— BEGIN Data in this exercise —
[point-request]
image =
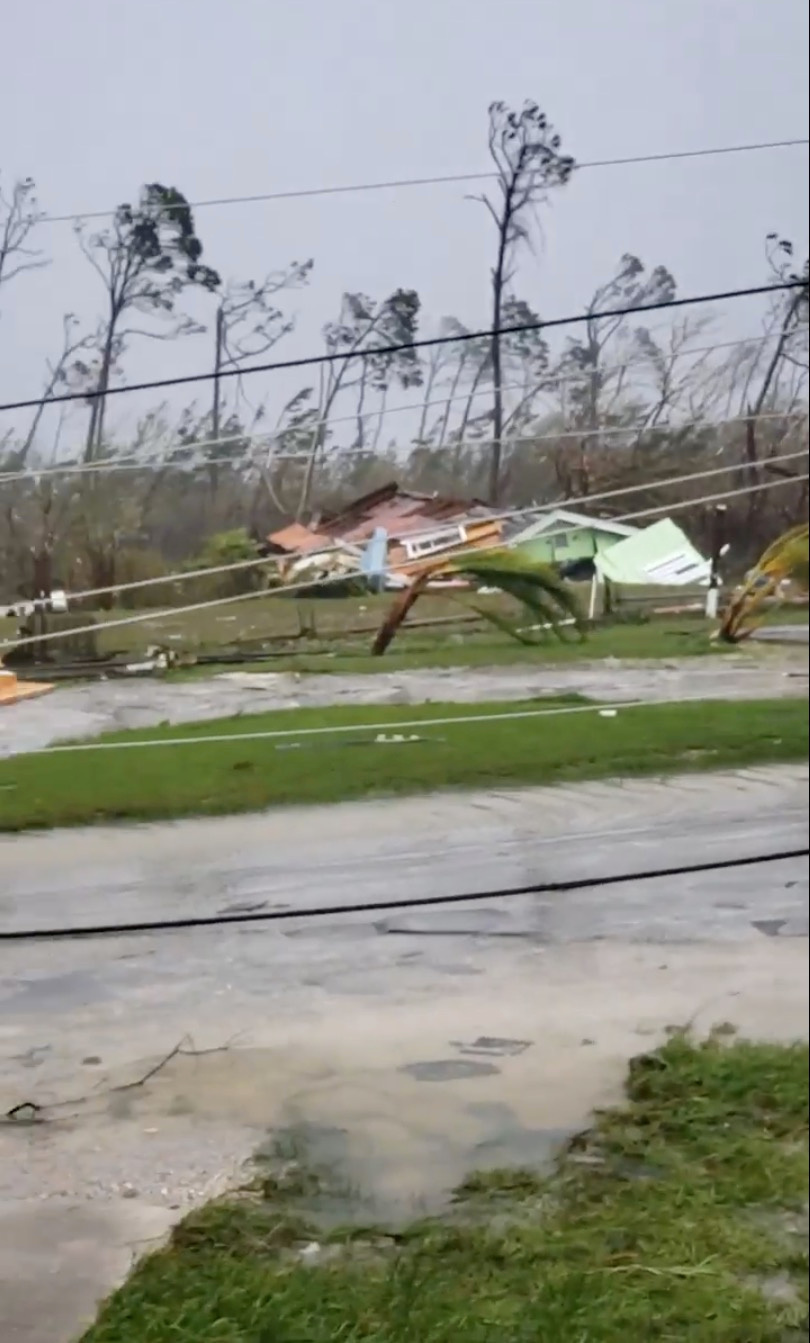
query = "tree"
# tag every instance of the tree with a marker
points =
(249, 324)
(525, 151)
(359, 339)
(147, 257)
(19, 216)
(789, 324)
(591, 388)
— END Data in this exercise —
— BEGIN Data in this exercise —
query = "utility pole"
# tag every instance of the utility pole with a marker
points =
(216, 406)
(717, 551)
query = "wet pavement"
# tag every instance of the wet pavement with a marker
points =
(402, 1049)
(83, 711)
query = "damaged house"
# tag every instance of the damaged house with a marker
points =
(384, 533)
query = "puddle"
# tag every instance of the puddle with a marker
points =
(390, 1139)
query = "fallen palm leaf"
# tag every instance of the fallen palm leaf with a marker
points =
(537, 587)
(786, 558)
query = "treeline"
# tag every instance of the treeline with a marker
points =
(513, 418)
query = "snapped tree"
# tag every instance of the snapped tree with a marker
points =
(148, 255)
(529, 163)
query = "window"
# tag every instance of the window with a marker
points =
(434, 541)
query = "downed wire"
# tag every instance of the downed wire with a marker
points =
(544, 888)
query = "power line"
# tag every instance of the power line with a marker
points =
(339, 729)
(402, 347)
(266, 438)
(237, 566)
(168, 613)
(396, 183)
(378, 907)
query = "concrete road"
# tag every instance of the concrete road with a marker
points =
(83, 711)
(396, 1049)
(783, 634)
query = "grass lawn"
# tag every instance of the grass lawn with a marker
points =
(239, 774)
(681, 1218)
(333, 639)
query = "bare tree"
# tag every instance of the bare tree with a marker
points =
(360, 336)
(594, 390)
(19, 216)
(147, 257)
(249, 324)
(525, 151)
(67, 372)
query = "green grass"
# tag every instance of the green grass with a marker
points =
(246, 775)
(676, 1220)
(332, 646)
— END Data in this exercise —
Pull out each line of the records above that contains the string "green".

» **Output for this exercise**
query = "green grass"
# tag every instance of the green grass with a marker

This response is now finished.